(Image-grounded pointing data)
○ ○ ○

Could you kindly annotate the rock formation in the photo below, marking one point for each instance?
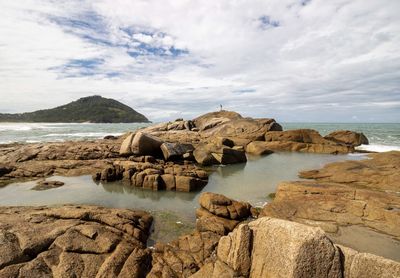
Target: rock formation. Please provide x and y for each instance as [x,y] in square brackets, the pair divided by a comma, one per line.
[345,193]
[88,241]
[73,241]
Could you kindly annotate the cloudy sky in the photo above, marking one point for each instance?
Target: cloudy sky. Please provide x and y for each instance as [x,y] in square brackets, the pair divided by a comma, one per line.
[295,60]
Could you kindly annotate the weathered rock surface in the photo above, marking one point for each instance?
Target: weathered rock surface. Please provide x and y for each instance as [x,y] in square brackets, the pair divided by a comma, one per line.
[220,214]
[175,150]
[145,144]
[348,137]
[73,241]
[357,264]
[184,256]
[21,161]
[258,148]
[345,193]
[45,185]
[210,154]
[274,248]
[155,176]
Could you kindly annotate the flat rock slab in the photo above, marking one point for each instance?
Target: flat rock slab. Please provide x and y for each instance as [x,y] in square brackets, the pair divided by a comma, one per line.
[73,241]
[45,185]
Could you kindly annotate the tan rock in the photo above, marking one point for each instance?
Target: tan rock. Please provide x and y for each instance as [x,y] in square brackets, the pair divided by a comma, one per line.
[146,144]
[258,148]
[126,145]
[348,137]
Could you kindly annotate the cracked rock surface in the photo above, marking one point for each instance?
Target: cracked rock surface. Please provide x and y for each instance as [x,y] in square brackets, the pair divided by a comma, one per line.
[73,241]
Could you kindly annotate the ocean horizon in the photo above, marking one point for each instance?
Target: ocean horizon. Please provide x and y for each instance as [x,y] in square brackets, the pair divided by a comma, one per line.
[382,136]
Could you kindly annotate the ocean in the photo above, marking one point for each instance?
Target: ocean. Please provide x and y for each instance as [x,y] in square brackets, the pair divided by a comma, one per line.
[382,136]
[174,212]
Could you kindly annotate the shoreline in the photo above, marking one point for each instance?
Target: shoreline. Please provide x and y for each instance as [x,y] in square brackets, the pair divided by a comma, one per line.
[216,138]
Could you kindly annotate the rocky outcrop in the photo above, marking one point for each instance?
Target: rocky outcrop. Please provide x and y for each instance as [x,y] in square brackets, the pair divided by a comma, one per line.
[274,248]
[220,214]
[270,247]
[259,148]
[210,154]
[45,185]
[345,193]
[175,151]
[348,137]
[73,241]
[155,176]
[141,144]
[183,257]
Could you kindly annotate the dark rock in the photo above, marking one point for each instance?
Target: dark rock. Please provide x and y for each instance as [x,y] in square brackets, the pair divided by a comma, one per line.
[348,137]
[145,144]
[45,185]
[175,150]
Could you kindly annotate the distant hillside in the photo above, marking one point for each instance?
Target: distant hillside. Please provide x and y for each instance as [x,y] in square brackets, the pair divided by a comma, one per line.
[95,109]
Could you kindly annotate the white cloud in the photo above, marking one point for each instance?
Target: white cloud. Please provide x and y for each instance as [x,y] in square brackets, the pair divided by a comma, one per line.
[325,61]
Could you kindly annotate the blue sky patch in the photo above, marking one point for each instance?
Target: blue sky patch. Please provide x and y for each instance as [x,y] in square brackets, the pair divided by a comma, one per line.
[267,22]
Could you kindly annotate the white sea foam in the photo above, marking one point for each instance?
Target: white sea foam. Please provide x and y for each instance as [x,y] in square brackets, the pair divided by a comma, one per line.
[378,148]
[82,134]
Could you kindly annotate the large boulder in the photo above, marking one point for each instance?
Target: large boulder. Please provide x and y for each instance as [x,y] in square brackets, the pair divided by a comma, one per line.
[258,148]
[126,145]
[298,135]
[270,247]
[220,214]
[348,137]
[213,119]
[175,150]
[73,241]
[210,154]
[357,264]
[242,128]
[344,193]
[146,144]
[290,146]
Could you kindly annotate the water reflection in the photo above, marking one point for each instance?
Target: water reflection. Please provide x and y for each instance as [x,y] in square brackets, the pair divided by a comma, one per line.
[141,193]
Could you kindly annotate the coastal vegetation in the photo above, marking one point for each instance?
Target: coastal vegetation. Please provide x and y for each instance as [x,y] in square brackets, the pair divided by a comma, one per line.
[94,109]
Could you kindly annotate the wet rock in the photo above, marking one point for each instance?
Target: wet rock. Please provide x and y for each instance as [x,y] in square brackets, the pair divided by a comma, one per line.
[344,193]
[45,185]
[73,241]
[298,135]
[188,184]
[145,144]
[175,151]
[110,137]
[222,206]
[288,146]
[220,214]
[348,137]
[277,247]
[258,148]
[210,154]
[184,256]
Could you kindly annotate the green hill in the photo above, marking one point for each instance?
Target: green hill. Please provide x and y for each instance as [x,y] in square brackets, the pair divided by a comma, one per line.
[95,109]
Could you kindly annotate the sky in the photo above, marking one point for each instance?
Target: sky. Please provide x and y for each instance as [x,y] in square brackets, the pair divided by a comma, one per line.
[293,60]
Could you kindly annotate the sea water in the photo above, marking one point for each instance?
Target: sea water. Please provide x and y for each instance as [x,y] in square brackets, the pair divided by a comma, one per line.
[175,211]
[382,136]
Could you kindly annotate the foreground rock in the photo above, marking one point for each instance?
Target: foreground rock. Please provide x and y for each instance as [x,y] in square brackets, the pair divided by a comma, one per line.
[155,176]
[270,247]
[348,137]
[220,214]
[345,193]
[73,241]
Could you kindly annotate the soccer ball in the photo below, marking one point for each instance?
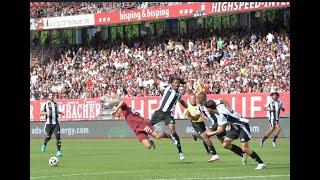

○ ○ ○

Task instructions: Each record must be quoted in full and exactly. Do not include the pictures.

Solved problem:
Could you kindly annotate the rock formation in the photo below, marking one point for each instance?
Target: rock formation. Please provide x and y for each instance as [x,y] in square brackets, the pair divided by a comma, one per line.
[345,193]
[88,241]
[73,241]
Could you kindly annotate the cloudy sky in the photo above, marking one point for each instance?
Target: cloudy sky. Please provide x and y for each instance as [x,y] in square brackets, the pair divided by a comma, one per line.
[295,60]
Could you kindly annotate the weathered rock surface in the photo above, marking one point for each instance?
Target: weathered rock surface. Please provide x and y for each instance as [x,y] in square brackets, the pair divided by a comma, one per line.
[220,214]
[175,150]
[145,144]
[348,137]
[73,241]
[357,264]
[184,256]
[21,161]
[258,148]
[345,193]
[45,185]
[210,154]
[274,248]
[155,176]
Could you kindly annotate the flat rock slab in the photo above, marking one point for each instance?
Target: flat rock slab. Please provide x and y for each instance as [x,y] in square brackets, the pair divided by a comma, one per line.
[73,241]
[45,185]
Could you kindly annotate the tan rock in the photo above, marking one point for each instance?
Target: tan rock. Please provide x and y for each instance as [x,y] in square brackets, the pair divided by a comma, one per line.
[146,144]
[258,148]
[126,145]
[348,137]
Could you kindly annotate the cracked rock surface in the photo above, marking one point for each instance?
Target: cracked rock surface. Please provide x and y for each instance as [x,y] in square brackets, the pair divided by a comma, one per line.
[73,241]
Could you kindly annotate the ocean horizon in the photo above, marking one point for each instance?
Target: ocean horizon. Please provide x and y for each instance as [x,y] in square brackets, the pair divided by a comma, one per line.
[382,136]
Could you kindly annotate the ocean in the photo above, marking one point for each instance?
Target: ocean. Please provide x and y for each instance as [x,y] in square brackets, the pair divided by a comma, one per line.
[382,136]
[174,212]
Could you kindly annotate the shoreline in the photo above, marking one point for each instance?
Target: shoreline. Please provide x and y for each instance as [x,y] in square brackets, the pair divided by a comma, one per line.
[216,138]
Could you kindly annotate the rocky outcrop in the photo above, marking one point for each instance?
Target: rocky outcrop. Please provide x and y for each instance as [x,y] in square brackets, the pair divided by a comma, one per line.
[274,248]
[220,214]
[270,247]
[259,148]
[210,154]
[45,185]
[345,193]
[175,151]
[348,137]
[73,241]
[155,176]
[141,144]
[183,257]
Could you kindly annotate the dark rock in the photo above, marking one point for each instance?
Target: dark rock. Please provide x and y for each instance as [x,y] in square brackets, the pair divided by a comma, one per line.
[348,137]
[145,144]
[45,185]
[175,150]
Could you kindly annotate the distant hillside in the photo above, marking one point for each instance?
Target: distant hillside. Please provide x and y for each instance as [x,y] in square brackets, the pair divided by a comma, one per line.
[95,109]
Could you kindly annotate the white cloud in the photo above, marking one point for each instance?
Target: white cloud. Please provide x and y for each instance as [x,y] in square brackets, the pair divided by a comma, one per line.
[325,61]
Could you kindly annotate the blue sky patch in the photo above, marking one point for each instance?
Target: blue sky patch. Please provide x and y for each instance as [x,y] in square brackets, the pair divided by a comma, one per line.
[267,22]
Could you kindly annotate the white sea foam in the photo above, marking one point for each instance?
Target: white sea foam. Please provide x and y for each instance as [x,y] in square brackets, the pair divided by a comma, one per line.
[378,148]
[82,134]
Could you kindly annotate the large boulder in the photo above, marking one point for each instance?
Target: large boulder. Please provide x and y for each instance as [x,y] in square brackets, the pair divided by a comma, one per line.
[258,148]
[126,145]
[298,135]
[270,247]
[220,214]
[348,137]
[213,119]
[175,150]
[73,241]
[210,154]
[357,264]
[242,128]
[344,193]
[146,144]
[290,146]
Could you kindly annotate the water reflection in the photo above, marking one point for each instance?
Target: water reflection. Please provide x and y for each instance as [x,y] in square brackets, the pair divided by a comma, one per line.
[141,193]
Could you kindly annotate the coastal vegetation in the photo above, marking one point for each instance?
Target: coastal vegetation. Please provide x and y for each instance as [x,y] in square brackets, the pair divided by a comma, one per line.
[94,109]
Could you kindly annotate the wet rock in the photo above, marking one point for each instance?
Target: wet rock. Please provide x and y for each instance as [x,y] in square brackets, the pair divided by a comma, one per line.
[344,193]
[45,185]
[73,241]
[298,135]
[188,184]
[145,144]
[175,151]
[110,137]
[222,206]
[288,146]
[220,214]
[348,137]
[277,247]
[258,148]
[210,154]
[184,256]
Could you kindly annotate the green hill in the photo above, marking one point for each instance?
Target: green hill. Please provide x and y for each instance as [x,y] in square brackets, the pair divided by a comma, one per line.
[95,109]
Could you kindly annotate the sky in the photo above, marking one point for each instance?
Target: sky. Please provide x and y for each instance as [x,y] in square brackets, the pair divided by a comma, one per line.
[293,60]
Could you kindly annotate the sea water in the photo above, marking one point for each instance?
Target: sea water. Please provide x and y for each instance as [x,y] in square brackets, the pair divided by a comma, one per line.
[175,211]
[382,136]
Could you kindly annotate the foreground rock in the photo above, marking one point for each instance?
Target: foreground rock. Please provide x and y for each instance as [x,y] in square brackets, the pair divided by a comma, one per line.
[155,176]
[270,247]
[348,137]
[220,214]
[345,193]
[73,241]
Could you kindly annotate the soccer ball in the photo below, marking one point for each instance?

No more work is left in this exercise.